Compare Leasing vs Buying a Copier Costs

Buying a Copier

Every business needs a copier. The question is - should you buy or lease one?

Purchasing a copier appeals to those who want full control over the machine and its maintenance. You decide when to have the machine serviced and how long to keep it. There is no contract detailing how the machine should be used because it is your property.

Purchasing Cost

Copier prices vary widely based upon the type of machine you select. The machine’s printing capacity has the largest impact on price.

  • Low-end copiers capable of printing about 20 pages per minute (ppm) and 10,000 copies per month start at about $1,500.
  • Mid-volume copiers capable of handling up to 35 ppm can cost as much as $10,000.
  • High-end copiers that can handle 60 ppm or more can run up to $50,000. Only very large business require this kind of speed.

Buying a Copier Pros

  • Cheaper in the long run - Buying is always cheaper than leasing in the long term because you avoid finance charges. Think of it much like buying a car: You can save thousands of dollars by paying cash upfront and avoiding interest.

■ **TO-DO LIST**
a – Reproduce, word for word, the section of the copier cost text that opens with the words containing "Every business needs" and closes with "is your property.".
b – In the copier cost text, what is the upper price for high-end copiers that handle 60 ppm or more?

■ **SOURCE DATA**
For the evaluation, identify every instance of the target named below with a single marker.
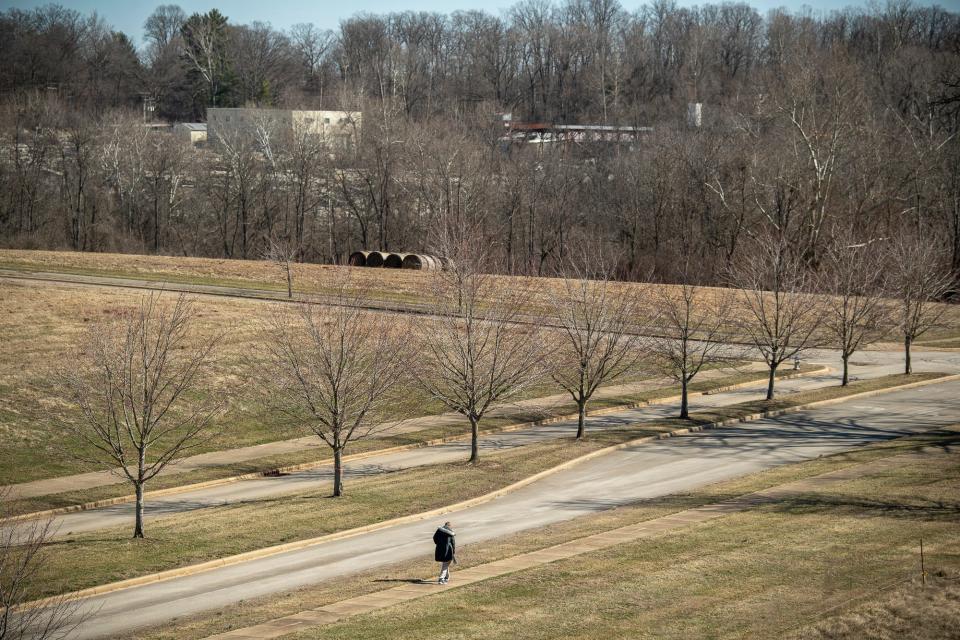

■ **RESULTS BY TASK**
a –
Every business needs a copier. The question is - should you buy or lease one?

Purchasing a copier appeals to those who want full control over the machine and its maintenance. You decide when to have the machine serviced and how long to keep it. There is no contract detailing how the machine should be used because it is your property.

b – Up to $50,000.